The announcement of the intervention was made in response to their report, officially titled Ampe Akelyernemane Meke Mekarle, "Little Children are Sacred" Report of the Northern Territory Board of Inquiry into the Protection of Aboriginal Children from Sexual Abuse of 30 April 2007. That report revealed a serious situation in relation to the abuse of Indigenous children in the Northern Territory and clearly called for urgent action by the Northern Territory Government.

The report contained some 97 recommendations to address the issue and runs to 376 pages. It recorded significant and extensive consultation with Indigenous people, including children, and was a far sighted and genuine attempt to address the problems of child abuse.

(Extracted records)

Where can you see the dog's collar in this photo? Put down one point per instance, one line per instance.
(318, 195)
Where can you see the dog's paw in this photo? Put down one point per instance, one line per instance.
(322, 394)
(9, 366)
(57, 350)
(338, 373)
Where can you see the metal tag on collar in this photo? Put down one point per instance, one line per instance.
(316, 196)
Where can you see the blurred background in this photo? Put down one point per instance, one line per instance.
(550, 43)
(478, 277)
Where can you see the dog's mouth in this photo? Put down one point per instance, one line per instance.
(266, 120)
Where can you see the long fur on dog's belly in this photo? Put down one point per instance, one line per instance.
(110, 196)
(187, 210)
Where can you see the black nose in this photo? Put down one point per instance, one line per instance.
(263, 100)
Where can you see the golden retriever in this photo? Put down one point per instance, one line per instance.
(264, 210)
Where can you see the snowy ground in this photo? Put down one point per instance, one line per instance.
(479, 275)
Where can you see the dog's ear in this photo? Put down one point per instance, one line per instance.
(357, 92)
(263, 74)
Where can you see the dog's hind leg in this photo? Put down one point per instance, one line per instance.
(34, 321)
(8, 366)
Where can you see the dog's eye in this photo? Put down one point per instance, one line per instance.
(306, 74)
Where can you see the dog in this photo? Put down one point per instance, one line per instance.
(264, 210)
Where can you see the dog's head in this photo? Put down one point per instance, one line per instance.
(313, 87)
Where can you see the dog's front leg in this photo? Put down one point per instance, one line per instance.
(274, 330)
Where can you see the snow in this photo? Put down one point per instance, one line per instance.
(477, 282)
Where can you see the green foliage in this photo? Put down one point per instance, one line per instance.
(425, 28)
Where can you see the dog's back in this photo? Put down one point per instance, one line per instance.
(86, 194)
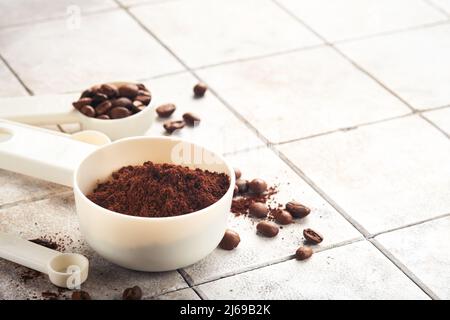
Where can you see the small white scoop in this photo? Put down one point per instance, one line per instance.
(66, 270)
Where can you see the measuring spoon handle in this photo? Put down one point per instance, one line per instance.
(26, 253)
(44, 110)
(40, 153)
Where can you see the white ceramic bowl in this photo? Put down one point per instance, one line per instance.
(150, 244)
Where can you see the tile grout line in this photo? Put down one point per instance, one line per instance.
(15, 74)
(435, 126)
(409, 225)
(408, 273)
(274, 262)
(332, 46)
(386, 253)
(35, 199)
(437, 7)
(191, 284)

GOALS:
1. Render this sentence from the passage on the Northern Territory inquiry report into Spanish: "The report contained some 97 recommendations to address the issue and runs to 376 pages."
2. Please transcribe the passage on the Northern Territory inquiry report from "The announcement of" up to and including "Northern Territory Government.".
None of the data is needed here.

THE ANSWERS:
1. El informe contenía unas 97 recomendaciones para abordar el problema y consta de 376 páginas.

2.
The announcement of the intervention was made in response to their report, officially titled Ampe Akelyernemane Meke Mekarle, "Little Children are Sacred" Report of the Northern Territory Board of Inquiry into the Protection of Aboriginal Children from Sexual Abuse of 30 April 2007. That report revealed a serious situation in relation to the abuse of Indigenous children in the Northern Territory and clearly called for urgent action by the Northern Territory Government.